Named object pointing entries

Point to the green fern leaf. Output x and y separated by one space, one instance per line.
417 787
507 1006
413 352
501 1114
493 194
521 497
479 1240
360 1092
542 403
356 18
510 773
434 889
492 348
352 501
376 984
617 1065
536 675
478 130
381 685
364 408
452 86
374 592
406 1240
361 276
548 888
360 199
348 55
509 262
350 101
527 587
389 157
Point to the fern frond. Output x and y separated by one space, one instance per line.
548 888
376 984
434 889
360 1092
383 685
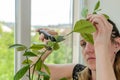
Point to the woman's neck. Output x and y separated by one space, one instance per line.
93 75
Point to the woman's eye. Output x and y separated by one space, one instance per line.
82 43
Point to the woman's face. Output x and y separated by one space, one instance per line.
88 53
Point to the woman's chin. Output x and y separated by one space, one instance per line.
92 67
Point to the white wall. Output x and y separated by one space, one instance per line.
110 7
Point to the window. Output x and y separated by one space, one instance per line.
27 22
55 15
7 22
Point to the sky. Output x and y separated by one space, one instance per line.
43 12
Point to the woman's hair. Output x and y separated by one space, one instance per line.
86 73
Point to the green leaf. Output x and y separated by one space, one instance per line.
39 65
30 54
46 76
63 78
59 38
21 72
97 5
106 16
84 12
19 47
27 61
46 68
84 26
56 46
37 46
88 37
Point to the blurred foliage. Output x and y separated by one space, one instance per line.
63 55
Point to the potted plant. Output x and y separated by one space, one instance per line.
84 27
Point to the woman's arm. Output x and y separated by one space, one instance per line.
103 50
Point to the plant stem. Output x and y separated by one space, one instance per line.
29 67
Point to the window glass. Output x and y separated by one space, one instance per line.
7 21
55 15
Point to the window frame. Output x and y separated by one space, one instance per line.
23 29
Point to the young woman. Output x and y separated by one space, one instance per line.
102 58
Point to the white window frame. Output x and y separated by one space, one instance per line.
78 6
23 29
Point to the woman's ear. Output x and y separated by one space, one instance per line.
117 44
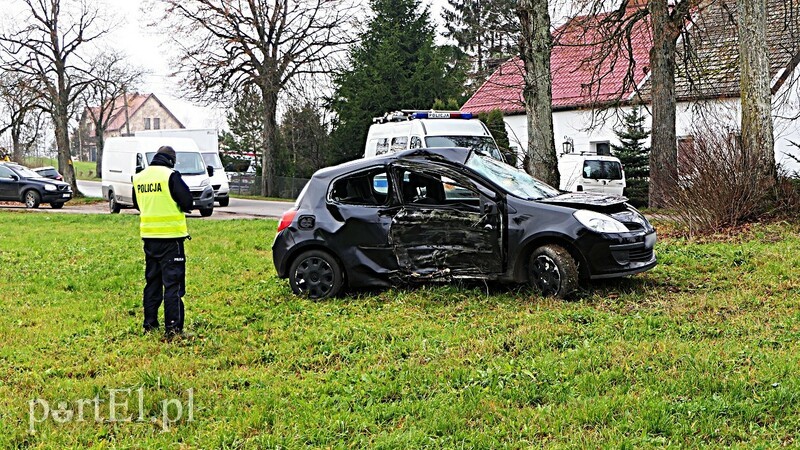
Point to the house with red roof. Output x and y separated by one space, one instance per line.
595 78
130 113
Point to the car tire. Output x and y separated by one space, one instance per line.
31 198
316 274
113 206
552 271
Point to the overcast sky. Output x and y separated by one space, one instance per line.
146 49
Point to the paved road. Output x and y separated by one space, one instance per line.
237 207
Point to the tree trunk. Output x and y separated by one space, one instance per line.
663 148
535 47
270 142
61 125
99 143
757 138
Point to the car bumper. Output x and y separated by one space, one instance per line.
56 197
203 199
619 255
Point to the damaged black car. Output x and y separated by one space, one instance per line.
444 214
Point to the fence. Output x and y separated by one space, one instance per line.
248 184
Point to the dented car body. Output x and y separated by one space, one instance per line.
443 214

Aim of the exercise - Give the material again exactly as it is, but keep the pictures out.

The completed task -
Point to the green fern leaf. Output x and y separated by one space, one instance per line.
417 787
507 1006
413 352
501 1114
493 194
521 497
479 1240
360 1092
542 403
356 18
510 773
434 889
492 348
352 501
376 984
617 1065
536 675
478 130
381 685
364 408
452 86
374 592
406 1240
361 276
548 888
360 199
348 55
509 262
350 101
527 587
389 157
Point to the fern frond. Output x and y separated by one space, one instance per line.
548 888
376 984
434 889
360 1092
383 685
Point to the woman's neck. Output x and y separated by one space, one instance per line.
93 75
Point to the woman's eye. Output x and y separated by one space, one instance per line.
82 43
Point to the woman's face. Output x and y separated by one space, one instance per line.
88 53
Point to the woman's chin. Output x and y separated by one space, one instance per line.
92 67
Point to the white wall. Output x and y separated by one space, one instance per line.
110 7
Point to the window. Output x and y separated by one space, one instance per line.
27 22
55 15
7 22
Point to the sky. Output x and y separated by one space, one instance per line.
43 12
Point to the woman's hair. Output x and y separated by one space, one instance per line.
86 73
Point to the green leaf. Output x and y separated by one space, one instance per line.
39 65
30 54
46 76
63 78
59 38
21 72
97 5
106 16
84 12
19 47
27 61
46 68
84 26
56 46
37 46
88 37
Point to the blurred foliage. Output x and y separated by one space, one instance per line.
63 55
Point to the potted plant. Output x and y separated by one space, one instance per line.
84 27
Point to the woman's arm. Output x and y separated by one space, one instance per line.
103 50
Point to the plant stem. Output x and y separated by one space, one instance per line.
29 67
Point to the window glass. Output x and y separated by one space, one instance per line.
7 21
55 15
Point to the window frame. Output x and y separated by one space, one instance per line.
23 29
Point to the young woman. Output x and y separated by one space, one instance per line.
102 58
Point to the white window frame. Output x and y separated by one space, one instance per line.
78 6
23 29
Point to the woman's ear. Output x and y separated by one space, one instance per line.
117 44
Point to the house with red roof. Output x and y separated by one space, one instance per line.
595 78
130 113
Point to the car tire. Output x and y separated by one space, one instance per line.
31 198
316 274
113 206
552 271
Point to the overcast sky. Output x and y separated by one space, one instance per line.
146 49
Point to the paved road. Output x and y separated by one space, one instance per line.
237 207
Point to the tree trunk. Output x and y separated by one space, one instance per line.
663 148
535 47
270 142
61 125
99 143
757 138
Point to the car bumper. Output x and y separated by one space, one instance per line.
56 197
203 199
619 255
Point to the damaged black car. Output x and y separated by one space, one instance per line.
444 214
Point to the fence. Output x and y separated by one space, one instance per line.
248 184
Point to the dented car body. Output x and y separated by one space, one instance per line.
443 214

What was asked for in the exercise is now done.